### Textauszug
_ _ _

Auf dem Blog der Europäischen Zentralbank (EZB) wurde heute ein Artikel mit dem Titel ‚ETF-Zulassung für Bitcoin – des nackten Kaisers neue Kleider‘ veröffentlicht. Die beiden Autoren des Artikels sind in der Bitcoin-Community mittlerweile keine Unbekannten mehr, da sie sich bereits in der Vergangenheit mit Fehlannahmen und schlechten Texten zu BTC und Co. einen Namen machten. In ihrem aktuellen Beitrag behaupten sie, dass Bitcoin als globale, dezentralisierte digitale Währung gescheitert sei und kaum für legitime Transaktionen genutzt werde. Trotz der kürzlichen Genehmigung mehrerer Bitcoin-ETFs durch die US-amerikanische SEC, sehen sie Bitcoin weder als geeignetes Zahlungsmittel noch als sinnvolle Investition an.

Fehleinschätzungen und Einseitigkeit

Die beiden EZB-Banker Ulrich Bindseil und Jürgen Schaaf sind bereits seit längerem bekannt für ihre kritische Haltung gegenüber Bitcoin. Bereits im November 2022 prophezeiten sie in einem ähnlichen Artikel, dass „Bitcoin auf dem Weg in die Bedeutungslosigkeit“ sei. Ihre jüngsten Äußerungen auf dem EZB-Blog setzen diese Linie „standesgemäß“ fort. Sie greifen dabei auf zahlreiche alte Leiern zurück, etwa, dass der Bitcoin keinen inneren Wert besitzt, da er keine Cashflows generiert und man ihn nicht für Schmuck verwenden kann.

Auch als Investition ist Bitcoin nach wie vor nicht geeignet. Er generiert keinen Cashflow (im Gegensatz zu Immobilien) oder Dividenden (Aktien), kann nicht produktiv genutzt werden (Rohstoffe) und bietet keinen sozialen Nutzen (Goldschmuck) oder eine subjektive Wertsteigerung aufgrund herausragender Fähigkeiten (Kunstwerke). Weniger finanzkundige Kleinanleger werden von der Angst angezogen, etwas zu verpassen, was dazu führt, dass sie möglicherweise ihr Geld verlieren.
Bindseil und Schaaf, EZB

Die Aussage, dass Bitcoin keinen inneren Wert hat, weil er keine Cashflows generiert, ignoriert jedoch die Tatsache, dass der Wert vieler Vermögenswerte, einschließlich traditioneller Währungen, auf dem Vertrauen und der Akzeptanz der Nutzer basiert. Bitcoin basiert auf einem dezentralisierten Netzwerk, das Vertrauen und Sicherheit durch seine Technologie und nicht durch zentrale Versprechen oder Cashflows schafft. In diesem Sinne ist der Wert von Bitcoin ein Spiegelbild des Vertrauens und der Überzeugung seiner Nutzer in das System.

_ _ _

### Quelldaten

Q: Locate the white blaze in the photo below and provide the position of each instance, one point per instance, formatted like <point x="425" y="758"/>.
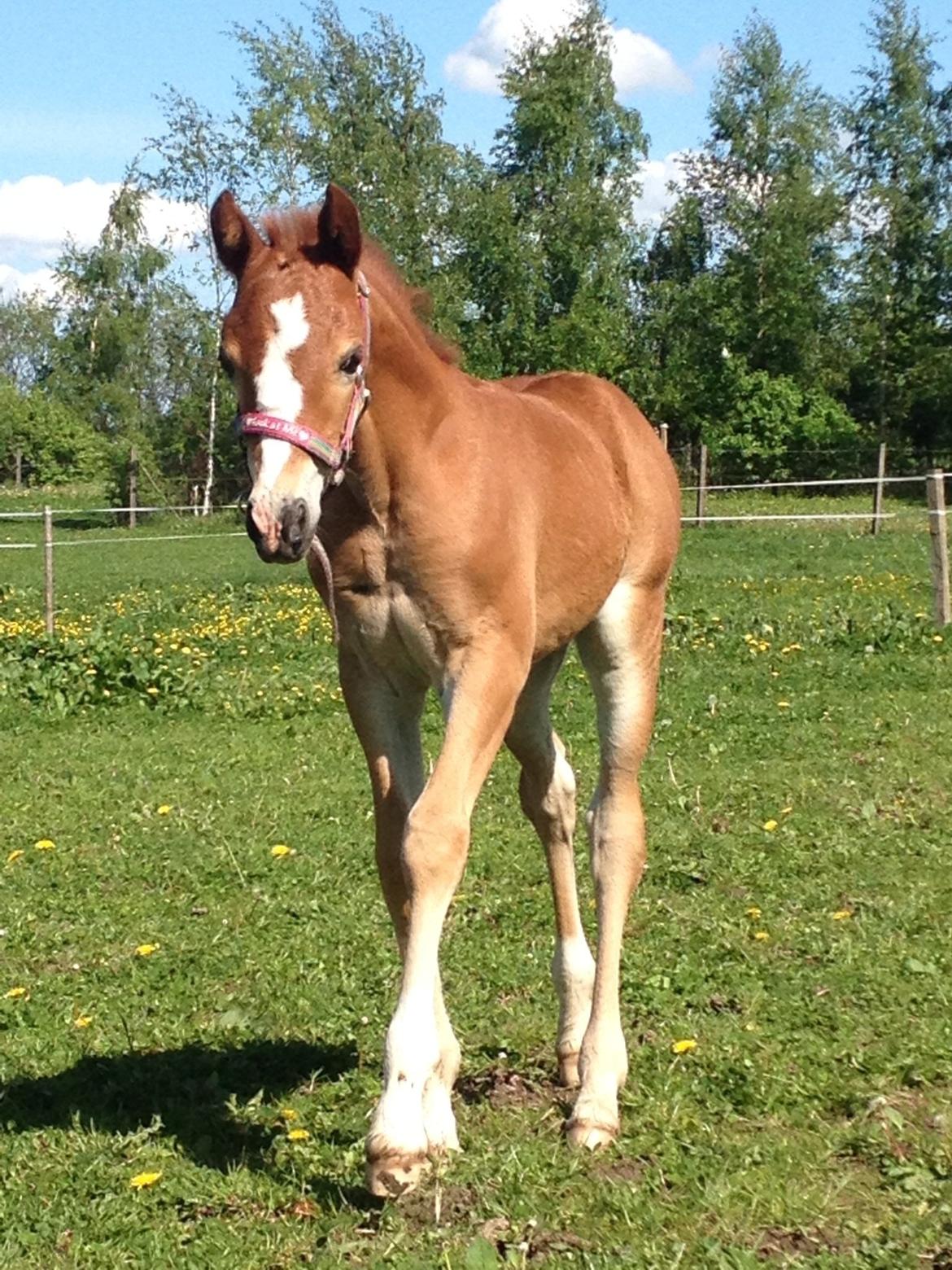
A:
<point x="278" y="392"/>
<point x="277" y="389"/>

_ _ _

### Aufgaben und Übungen
- 1) Beantworten Sie anhand des Textauszugs:
(a) Wie heißen die beiden EZB-Banker?
(b) Wann sagten sie voraus, Bitcoin sei „auf dem Weg in die Bedeutungslosigkeit“?
(c) Welche Behörde hat kürzlich mehrere Bitcoin-ETFs genehmigt?
- 2) Geben Sie aus dem Textauszug die Passage von „Auf dem Blog“ bis „sinnvolle Investition an.“ wortgetreu wieder.
Verwenden Sie ausschließlich den Textauszug.

### Ergebnisse
- 1)
(a) Ulrich Bindseil und Jürgen Schaaf
(b) Im November 2022
(c) Die US-amerikanische SEC

- 2)
Auf dem Blog der Europäischen Zentralbank (EZB) wurde heute ein Artikel mit dem Titel ‚ETF-Zulassung für Bitcoin – des nackten Kaisers neue Kleider‘ veröffentlicht. Die beiden Autoren des Artikels sind in der Bitcoin-Community mittlerweile keine Unbekannten mehr, da sie sich bereits in der Vergangenheit mit Fehlannahmen und schlechten Texten zu BTC und Co. einen Namen machten. In ihrem aktuellen Beitrag behaupten sie, dass Bitcoin als globale, dezentralisierte digitale Währung gescheitert sei und kaum für legitime Transaktionen genutzt werde. Trotz der kürzlichen Genehmigung mehrerer Bitcoin-ETFs durch die US-amerikanische SEC, sehen sie Bitcoin weder als geeignetes Zahlungsmittel noch als sinnvolle Investition an.